→ **Aufgaben**:
1. Schreiben Sie den Redeauszug zur Lage der Ärzteschaft zwischen „Es ist heute“ und „Jahr sein müsste.“ einschließlich erneut ab und tauschen Sie dabei „unzufrieden“ gegen „verärgert“ aus.
2. Setzen Sie die Ärztetagsrede über die Lage der Ärzteschaft nach ihrem letzten Satz fort.
#### Zitierter Textauszug
Was ein bisschen neben den Tagesordnungspunkten wie Organtransplantation, Kindergesundheit und Versorgungsforschung zu kurz gekommen ist, was aber auch den Interessen unserer Patientinnen und Patienten dient und was wir unbedingt aufgreifen müssen, ist die Lage der Ärztinnen und Ärzte in Deutschland. Wir haben hier den Deutschen Ärztetag, keinen Patiententag und auch keinen Politikertag. Es geht auch um unsere ureigensten Belange.

(Beifall)

Es ist heute Morgen ein bisschen rübergekommen: Die Ärztinnen- bzw. Ärzteseele kocht, die Kolleginnen und Kollegen sind unzufrieden. Wir haben vom Vorstand der Bundesärztekammer aus schon sehr klar gesagt, was wir uns in den nächsten Monaten bis zum nächsten Ärztetag als Arbeitsprogramm vorgenommen haben. Dazu brauchen wir auf diesem Ärztetag von Ihnen konkrete Einfütterungen. Es liegen bereits einige Anträge vor, mit denen Sie uns konkret munitionieren, was die Arbeit des Vorstands im nächsten Jahr sein müsste.
########
#### Einträge des Datensatzes
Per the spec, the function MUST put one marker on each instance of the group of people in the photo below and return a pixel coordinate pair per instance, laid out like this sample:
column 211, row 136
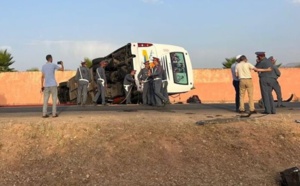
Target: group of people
column 242, row 81
column 153, row 81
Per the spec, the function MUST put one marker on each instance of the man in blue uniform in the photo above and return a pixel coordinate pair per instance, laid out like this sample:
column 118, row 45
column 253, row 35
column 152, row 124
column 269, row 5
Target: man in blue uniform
column 157, row 83
column 83, row 78
column 101, row 83
column 143, row 79
column 128, row 84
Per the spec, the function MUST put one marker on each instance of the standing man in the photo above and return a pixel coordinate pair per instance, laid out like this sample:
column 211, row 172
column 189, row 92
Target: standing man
column 157, row 82
column 164, row 89
column 236, row 83
column 266, row 82
column 49, row 84
column 101, row 83
column 128, row 84
column 143, row 79
column 83, row 78
column 276, row 74
column 243, row 72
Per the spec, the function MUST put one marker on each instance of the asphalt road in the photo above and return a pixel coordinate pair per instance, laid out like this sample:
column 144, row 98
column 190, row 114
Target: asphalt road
column 207, row 108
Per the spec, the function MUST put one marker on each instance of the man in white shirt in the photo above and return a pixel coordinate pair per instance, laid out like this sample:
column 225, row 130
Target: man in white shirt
column 49, row 84
column 243, row 72
column 236, row 83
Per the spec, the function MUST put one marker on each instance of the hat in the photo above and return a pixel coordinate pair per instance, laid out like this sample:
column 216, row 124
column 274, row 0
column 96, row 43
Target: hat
column 155, row 59
column 238, row 57
column 272, row 58
column 259, row 53
column 83, row 61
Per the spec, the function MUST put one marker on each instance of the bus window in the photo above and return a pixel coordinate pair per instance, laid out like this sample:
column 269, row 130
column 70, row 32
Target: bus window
column 179, row 68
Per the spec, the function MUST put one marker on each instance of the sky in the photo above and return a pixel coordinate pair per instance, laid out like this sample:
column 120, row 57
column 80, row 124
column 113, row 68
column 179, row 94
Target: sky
column 210, row 30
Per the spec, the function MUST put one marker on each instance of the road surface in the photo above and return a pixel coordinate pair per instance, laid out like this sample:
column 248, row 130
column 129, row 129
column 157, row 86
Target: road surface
column 293, row 107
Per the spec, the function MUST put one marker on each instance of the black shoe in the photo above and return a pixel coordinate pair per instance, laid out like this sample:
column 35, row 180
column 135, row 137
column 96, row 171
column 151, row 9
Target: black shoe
column 282, row 106
column 46, row 116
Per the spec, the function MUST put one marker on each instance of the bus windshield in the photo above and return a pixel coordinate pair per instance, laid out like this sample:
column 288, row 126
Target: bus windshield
column 179, row 68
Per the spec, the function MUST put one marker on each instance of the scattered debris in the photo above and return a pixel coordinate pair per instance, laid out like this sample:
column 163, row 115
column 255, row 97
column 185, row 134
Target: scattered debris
column 194, row 99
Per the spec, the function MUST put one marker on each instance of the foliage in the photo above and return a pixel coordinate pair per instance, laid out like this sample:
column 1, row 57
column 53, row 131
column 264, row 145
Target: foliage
column 6, row 60
column 34, row 69
column 228, row 62
column 89, row 62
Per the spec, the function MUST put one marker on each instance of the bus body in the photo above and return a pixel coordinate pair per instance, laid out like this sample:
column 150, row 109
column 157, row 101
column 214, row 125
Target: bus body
column 174, row 59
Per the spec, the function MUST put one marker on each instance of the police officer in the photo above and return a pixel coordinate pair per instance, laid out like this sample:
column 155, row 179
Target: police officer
column 101, row 83
column 157, row 83
column 128, row 84
column 83, row 78
column 276, row 74
column 144, row 80
column 164, row 89
column 266, row 82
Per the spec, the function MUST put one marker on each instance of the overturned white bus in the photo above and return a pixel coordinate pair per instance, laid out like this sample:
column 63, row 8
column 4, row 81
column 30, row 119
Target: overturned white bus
column 174, row 59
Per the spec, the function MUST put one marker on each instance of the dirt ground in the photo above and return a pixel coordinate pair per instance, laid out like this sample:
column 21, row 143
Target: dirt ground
column 147, row 148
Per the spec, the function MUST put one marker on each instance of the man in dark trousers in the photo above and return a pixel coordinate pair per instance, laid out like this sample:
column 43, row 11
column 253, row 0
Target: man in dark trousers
column 128, row 84
column 157, row 83
column 164, row 89
column 276, row 74
column 49, row 84
column 144, row 80
column 83, row 78
column 266, row 82
column 236, row 83
column 101, row 83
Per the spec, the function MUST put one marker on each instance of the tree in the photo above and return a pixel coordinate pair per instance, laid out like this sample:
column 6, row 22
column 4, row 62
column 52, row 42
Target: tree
column 228, row 62
column 5, row 61
column 34, row 69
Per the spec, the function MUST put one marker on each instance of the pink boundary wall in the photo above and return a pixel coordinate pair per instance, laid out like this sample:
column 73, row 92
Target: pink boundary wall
column 211, row 85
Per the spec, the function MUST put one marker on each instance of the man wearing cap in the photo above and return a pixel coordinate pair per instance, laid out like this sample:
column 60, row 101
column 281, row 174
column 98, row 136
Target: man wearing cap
column 143, row 79
column 83, row 78
column 243, row 72
column 164, row 89
column 49, row 84
column 101, row 83
column 236, row 83
column 157, row 83
column 128, row 84
column 266, row 82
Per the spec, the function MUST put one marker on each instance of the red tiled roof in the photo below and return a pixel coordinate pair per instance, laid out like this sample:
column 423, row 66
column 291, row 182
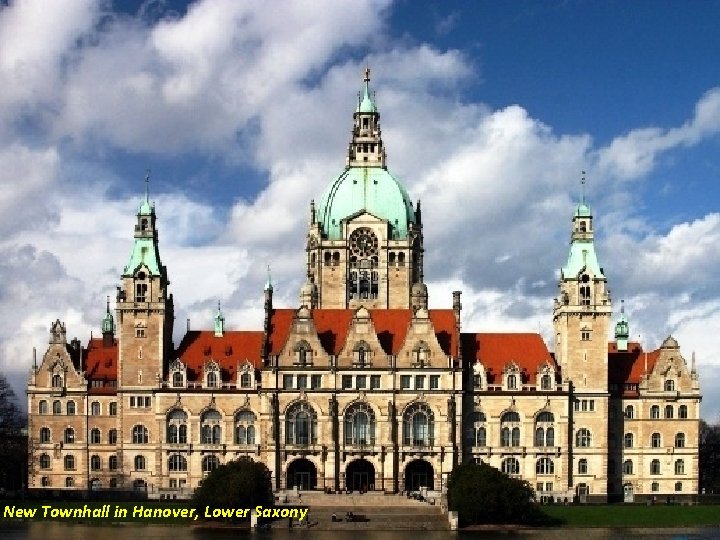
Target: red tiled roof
column 391, row 326
column 228, row 350
column 628, row 367
column 100, row 363
column 332, row 327
column 496, row 350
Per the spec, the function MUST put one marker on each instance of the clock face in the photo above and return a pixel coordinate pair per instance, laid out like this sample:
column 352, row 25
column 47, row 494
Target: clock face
column 363, row 242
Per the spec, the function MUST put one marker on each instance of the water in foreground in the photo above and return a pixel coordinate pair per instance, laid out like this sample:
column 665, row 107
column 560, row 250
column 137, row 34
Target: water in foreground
column 60, row 531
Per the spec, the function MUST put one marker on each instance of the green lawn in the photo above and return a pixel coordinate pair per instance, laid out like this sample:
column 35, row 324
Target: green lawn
column 634, row 515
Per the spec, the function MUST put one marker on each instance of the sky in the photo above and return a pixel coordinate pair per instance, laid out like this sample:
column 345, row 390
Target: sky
column 490, row 112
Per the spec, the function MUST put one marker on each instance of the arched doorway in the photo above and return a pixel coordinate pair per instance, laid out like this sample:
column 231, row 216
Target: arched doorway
column 302, row 474
column 360, row 475
column 628, row 493
column 419, row 474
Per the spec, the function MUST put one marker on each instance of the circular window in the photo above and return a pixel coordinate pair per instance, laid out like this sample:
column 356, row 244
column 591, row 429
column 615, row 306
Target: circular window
column 363, row 242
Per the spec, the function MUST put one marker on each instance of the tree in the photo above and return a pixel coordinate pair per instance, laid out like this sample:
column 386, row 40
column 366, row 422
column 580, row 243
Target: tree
column 709, row 458
column 13, row 442
column 239, row 484
column 482, row 494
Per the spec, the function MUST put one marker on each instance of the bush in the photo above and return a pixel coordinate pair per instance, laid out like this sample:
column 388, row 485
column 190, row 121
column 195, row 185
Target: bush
column 482, row 494
column 239, row 484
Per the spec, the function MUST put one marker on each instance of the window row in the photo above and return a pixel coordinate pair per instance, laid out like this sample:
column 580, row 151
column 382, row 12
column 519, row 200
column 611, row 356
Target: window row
column 669, row 412
column 71, row 408
column 45, row 436
column 655, row 440
column 655, row 467
column 420, row 382
column 301, row 382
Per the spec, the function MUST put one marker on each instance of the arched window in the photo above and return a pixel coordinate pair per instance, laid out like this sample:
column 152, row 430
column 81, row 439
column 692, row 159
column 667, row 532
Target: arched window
column 210, row 463
column 418, row 425
column 544, row 466
column 245, row 427
column 679, row 440
column 510, row 429
column 510, row 466
column 361, row 354
column 655, row 440
column 210, row 432
column 583, row 438
column 478, row 430
column 177, row 463
column 359, row 425
column 545, row 429
column 303, row 354
column 140, row 434
column 177, row 427
column 300, row 424
column 629, row 440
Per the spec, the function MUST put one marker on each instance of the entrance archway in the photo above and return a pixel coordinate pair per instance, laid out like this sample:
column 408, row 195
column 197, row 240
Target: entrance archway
column 628, row 493
column 302, row 474
column 418, row 474
column 360, row 475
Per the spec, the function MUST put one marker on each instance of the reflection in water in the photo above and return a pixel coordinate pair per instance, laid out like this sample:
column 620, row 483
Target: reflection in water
column 59, row 531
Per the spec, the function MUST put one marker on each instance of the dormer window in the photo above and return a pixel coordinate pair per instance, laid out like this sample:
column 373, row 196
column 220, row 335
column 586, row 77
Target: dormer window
column 421, row 354
column 212, row 375
column 303, row 354
column 361, row 354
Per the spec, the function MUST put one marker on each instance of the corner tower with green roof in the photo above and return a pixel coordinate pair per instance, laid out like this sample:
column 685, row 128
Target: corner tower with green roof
column 365, row 240
column 144, row 309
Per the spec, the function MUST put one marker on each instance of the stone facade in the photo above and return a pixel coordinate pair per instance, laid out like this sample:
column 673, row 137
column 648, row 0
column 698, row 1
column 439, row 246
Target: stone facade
column 363, row 387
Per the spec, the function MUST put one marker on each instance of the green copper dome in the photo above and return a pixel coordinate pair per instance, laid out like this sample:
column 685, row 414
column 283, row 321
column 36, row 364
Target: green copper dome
column 583, row 210
column 370, row 189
########
→ **Lösungen**:
1.
Es ist heute Morgen ein bisschen rübergekommen: Die Ärztinnen- bzw. Ärzteseele kocht, die Kolleginnen und Kollegen sind verärgert. Wir haben vom Vorstand der Bundesärztekammer aus schon sehr klar gesagt, was wir uns in den nächsten Monaten bis zum nächsten Ärztetag als Arbeitsprogramm vorgenommen haben. Dazu brauchen wir auf diesem Ärztetag von Ihnen konkrete Einfütterungen. Es liegen bereits einige Anträge vor, mit denen Sie uns konkret munitionieren, was die Arbeit des Vorstands im nächsten Jahr sein müsste.

2.
Der Antrag I-2 betrifft die Elemente eines gesundheitspolitischen Programms der deutschen Ärzteschaft, das wir hier andiskutieren und skizzieren müssen, das der Vorstand anschließend ausarbeiten wird. Ich bitte Sie, diesen Antrag zu unterstützen. Da brauchen wir Ihre konkreten Anregungen.

Das wird aber nicht reichen. Wir müssen, wenn wir unsere eigene Lage in diesem Rahmen verbessern wollen, auf diesem Ärztetag verschiedene andere Dinge diskutieren. Für mich gehört dazu, dass wir in den nächsten Monaten sehr intensiv auswerten, was bei den ersten Projekten im Rahmen der Versorgungsforschung herausgekommen ist, gerade was den Physician Factor angeht. Es geht dabei auch um die Frage: Wie können wir auch auf diese Weise die Anliegen der Ärztinnen und Ärzte unterfüttern?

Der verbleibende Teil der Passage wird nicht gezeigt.